### THE TASK
Please set down the full article on Bulgaria's credit millionaires, word for word.

### QUOTED PASSAGE
Bulgaria’s credit millionaires with State Security links to be identified before May elections
The names of Bulgaria’s credit millionaires with links to the country’s communist-era State Security and military intelligence secret services are to be announced before the May 12 2013 elections, according to Dossier Commission head Evtim Kostadinov.
Amid the disarray that followed the end of the Zhivkov era, large sums of money were funnelled through various schemes, laying the foundation for the enormous wealth held by some contemporary Bulgarian business people.
The Dossier Commission, the body created by statute in Bulgaria in 2006 to examine communist-era secret records and identify people with links to State Security and Bulgarian People’s Army military intelligence, had its powers widened by 2012 amendments that authorised it to check up on credit millionaires. Identities of any media bosses in Bulgaria, among others in the country that benefited from “red briefcases” and other forms of support from networks dating from the communist period, are also expected to be under scrutiny.

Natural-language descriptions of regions
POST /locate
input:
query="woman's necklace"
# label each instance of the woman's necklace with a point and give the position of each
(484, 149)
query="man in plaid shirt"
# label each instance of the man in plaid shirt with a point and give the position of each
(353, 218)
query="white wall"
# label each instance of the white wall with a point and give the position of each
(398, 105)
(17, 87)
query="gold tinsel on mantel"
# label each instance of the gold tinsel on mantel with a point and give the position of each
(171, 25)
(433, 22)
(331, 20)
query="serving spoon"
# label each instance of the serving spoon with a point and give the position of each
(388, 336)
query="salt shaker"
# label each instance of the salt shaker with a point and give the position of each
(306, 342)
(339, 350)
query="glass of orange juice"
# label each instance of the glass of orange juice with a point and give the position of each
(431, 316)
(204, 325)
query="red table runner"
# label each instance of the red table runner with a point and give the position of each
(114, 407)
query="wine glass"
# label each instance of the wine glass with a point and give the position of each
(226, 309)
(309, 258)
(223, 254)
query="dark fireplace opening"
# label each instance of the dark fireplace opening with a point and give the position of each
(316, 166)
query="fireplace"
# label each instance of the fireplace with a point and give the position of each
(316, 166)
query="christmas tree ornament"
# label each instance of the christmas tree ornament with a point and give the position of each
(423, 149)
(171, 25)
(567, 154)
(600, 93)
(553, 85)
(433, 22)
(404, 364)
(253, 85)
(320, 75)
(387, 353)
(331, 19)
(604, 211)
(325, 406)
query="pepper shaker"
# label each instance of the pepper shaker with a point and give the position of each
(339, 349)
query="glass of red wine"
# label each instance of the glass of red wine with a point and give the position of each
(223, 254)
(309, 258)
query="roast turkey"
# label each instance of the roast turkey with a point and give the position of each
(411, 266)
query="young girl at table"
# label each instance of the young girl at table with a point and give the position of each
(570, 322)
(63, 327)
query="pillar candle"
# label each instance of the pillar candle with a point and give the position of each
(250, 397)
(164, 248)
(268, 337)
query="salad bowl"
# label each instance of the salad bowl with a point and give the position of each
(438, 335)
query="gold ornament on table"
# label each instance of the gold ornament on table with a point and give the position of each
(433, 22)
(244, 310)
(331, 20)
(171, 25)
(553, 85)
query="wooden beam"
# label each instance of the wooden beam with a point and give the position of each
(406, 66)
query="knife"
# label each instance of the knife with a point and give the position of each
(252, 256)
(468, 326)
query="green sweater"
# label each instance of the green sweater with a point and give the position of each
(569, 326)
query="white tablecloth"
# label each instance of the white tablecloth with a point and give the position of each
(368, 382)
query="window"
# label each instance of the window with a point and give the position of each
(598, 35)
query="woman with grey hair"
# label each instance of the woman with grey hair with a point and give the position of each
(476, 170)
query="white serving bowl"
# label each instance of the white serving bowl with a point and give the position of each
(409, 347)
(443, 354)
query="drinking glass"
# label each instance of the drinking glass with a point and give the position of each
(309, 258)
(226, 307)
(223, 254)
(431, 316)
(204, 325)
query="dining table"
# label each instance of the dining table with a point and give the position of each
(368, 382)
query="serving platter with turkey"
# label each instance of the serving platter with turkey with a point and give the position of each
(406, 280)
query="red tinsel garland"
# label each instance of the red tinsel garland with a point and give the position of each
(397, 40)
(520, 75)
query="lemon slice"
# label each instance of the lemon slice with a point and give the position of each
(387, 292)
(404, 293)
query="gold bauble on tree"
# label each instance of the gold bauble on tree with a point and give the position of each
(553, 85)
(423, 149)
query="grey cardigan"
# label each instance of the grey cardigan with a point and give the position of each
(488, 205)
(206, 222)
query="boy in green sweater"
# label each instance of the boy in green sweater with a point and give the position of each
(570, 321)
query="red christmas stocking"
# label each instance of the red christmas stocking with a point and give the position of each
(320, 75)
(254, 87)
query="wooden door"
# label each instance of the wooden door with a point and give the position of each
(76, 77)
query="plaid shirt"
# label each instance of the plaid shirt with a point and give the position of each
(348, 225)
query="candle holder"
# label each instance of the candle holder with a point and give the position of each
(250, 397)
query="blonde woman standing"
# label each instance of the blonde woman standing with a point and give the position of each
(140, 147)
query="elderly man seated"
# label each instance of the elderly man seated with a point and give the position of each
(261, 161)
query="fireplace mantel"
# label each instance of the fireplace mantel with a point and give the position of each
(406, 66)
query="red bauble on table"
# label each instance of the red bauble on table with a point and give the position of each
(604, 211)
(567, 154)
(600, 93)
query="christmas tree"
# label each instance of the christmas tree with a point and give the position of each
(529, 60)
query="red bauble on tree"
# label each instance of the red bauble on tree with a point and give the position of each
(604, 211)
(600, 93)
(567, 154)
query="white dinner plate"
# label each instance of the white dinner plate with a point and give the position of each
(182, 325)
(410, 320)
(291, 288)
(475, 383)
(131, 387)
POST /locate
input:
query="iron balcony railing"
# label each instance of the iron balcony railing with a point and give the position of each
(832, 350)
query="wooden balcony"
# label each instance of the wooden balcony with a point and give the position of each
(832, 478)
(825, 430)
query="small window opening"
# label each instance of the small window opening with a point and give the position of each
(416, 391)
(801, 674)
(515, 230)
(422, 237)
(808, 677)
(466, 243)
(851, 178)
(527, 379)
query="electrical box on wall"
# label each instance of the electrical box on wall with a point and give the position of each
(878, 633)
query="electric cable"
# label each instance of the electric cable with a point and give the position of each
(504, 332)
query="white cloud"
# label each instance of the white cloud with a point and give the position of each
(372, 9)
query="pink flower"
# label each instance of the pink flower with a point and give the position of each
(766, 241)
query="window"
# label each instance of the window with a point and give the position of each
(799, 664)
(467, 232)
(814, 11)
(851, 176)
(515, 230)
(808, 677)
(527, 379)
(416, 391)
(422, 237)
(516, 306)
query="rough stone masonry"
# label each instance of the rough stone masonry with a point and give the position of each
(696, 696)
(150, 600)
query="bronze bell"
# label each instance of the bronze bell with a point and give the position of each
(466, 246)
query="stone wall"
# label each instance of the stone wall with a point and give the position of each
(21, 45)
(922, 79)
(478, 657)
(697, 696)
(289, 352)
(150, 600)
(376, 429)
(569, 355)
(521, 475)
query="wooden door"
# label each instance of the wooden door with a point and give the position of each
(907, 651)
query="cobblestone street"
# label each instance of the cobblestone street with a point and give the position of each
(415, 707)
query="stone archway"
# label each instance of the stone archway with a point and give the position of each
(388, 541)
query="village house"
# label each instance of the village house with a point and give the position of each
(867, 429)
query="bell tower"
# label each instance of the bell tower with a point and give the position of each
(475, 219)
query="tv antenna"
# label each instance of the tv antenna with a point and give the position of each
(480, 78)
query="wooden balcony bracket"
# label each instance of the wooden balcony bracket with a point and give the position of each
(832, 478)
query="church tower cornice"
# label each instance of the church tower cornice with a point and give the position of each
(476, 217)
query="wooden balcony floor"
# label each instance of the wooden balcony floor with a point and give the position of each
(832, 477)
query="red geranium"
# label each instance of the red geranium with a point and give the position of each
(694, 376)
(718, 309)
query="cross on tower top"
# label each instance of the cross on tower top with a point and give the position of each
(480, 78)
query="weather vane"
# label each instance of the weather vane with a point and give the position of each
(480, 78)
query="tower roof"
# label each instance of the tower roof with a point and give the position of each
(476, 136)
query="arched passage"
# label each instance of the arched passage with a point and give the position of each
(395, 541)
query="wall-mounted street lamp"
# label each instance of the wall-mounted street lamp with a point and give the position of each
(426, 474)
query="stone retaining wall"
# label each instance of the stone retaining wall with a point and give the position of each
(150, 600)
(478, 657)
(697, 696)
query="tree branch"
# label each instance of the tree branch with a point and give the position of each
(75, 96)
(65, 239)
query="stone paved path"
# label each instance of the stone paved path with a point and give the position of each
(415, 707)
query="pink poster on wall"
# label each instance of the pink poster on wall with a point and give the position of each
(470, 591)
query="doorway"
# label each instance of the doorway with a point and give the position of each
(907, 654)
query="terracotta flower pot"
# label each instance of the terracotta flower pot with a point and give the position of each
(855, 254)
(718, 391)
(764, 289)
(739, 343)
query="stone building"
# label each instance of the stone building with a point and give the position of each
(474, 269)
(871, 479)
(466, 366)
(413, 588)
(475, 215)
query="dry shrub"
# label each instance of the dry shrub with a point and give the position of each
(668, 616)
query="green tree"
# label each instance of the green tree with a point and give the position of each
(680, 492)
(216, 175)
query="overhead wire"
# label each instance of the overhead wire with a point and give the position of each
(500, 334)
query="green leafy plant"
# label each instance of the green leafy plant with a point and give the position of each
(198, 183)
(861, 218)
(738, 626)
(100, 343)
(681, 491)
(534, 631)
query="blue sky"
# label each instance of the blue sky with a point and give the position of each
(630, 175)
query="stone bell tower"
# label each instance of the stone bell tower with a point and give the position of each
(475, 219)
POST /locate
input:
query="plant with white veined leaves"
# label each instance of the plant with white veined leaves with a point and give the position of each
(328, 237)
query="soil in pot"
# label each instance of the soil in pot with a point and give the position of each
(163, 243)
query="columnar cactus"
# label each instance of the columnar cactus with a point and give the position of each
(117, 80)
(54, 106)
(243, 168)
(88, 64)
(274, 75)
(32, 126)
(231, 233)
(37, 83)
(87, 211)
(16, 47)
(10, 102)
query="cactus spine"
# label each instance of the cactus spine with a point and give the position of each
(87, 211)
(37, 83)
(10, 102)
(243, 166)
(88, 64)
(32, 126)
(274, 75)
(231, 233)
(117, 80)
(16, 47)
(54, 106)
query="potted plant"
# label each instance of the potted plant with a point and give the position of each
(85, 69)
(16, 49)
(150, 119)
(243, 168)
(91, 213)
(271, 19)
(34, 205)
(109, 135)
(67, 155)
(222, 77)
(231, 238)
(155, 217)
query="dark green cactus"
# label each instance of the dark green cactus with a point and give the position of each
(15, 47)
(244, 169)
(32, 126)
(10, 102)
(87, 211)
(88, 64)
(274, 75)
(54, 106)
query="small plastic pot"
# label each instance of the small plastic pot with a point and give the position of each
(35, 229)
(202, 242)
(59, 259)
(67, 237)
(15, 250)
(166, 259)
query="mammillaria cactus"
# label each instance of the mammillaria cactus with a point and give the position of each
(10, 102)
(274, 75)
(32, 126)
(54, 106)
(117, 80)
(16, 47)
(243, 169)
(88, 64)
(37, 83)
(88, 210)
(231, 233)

### ANSWER BELOW
Bulgaria’s credit millionaires with State Security links to be identified before May elections
The names of Bulgaria’s credit millionaires with links to the country’s communist-era State Security and military intelligence secret services are to be announced before the May 12 2013 elections, according to Dossier Commission head Evtim Kostadinov.
Amid the disarray that followed the end of the Zhivkov era, large sums of money were funnelled through various schemes, laying the foundation for the enormous wealth held by some contemporary Bulgarian business people.
The Dossier Commission, the body created by statute in Bulgaria in 2006 to examine communist-era secret records and identify people with links to State Security and Bulgarian People’s Army military intelligence, had its powers widened by 2012 amendments that authorised it to check up on credit millionaires. Identities of any media bosses in Bulgaria, among others in the country that benefited from “red briefcases” and other forms of support from networks dating from the communist period, are also expected to be under scrutiny.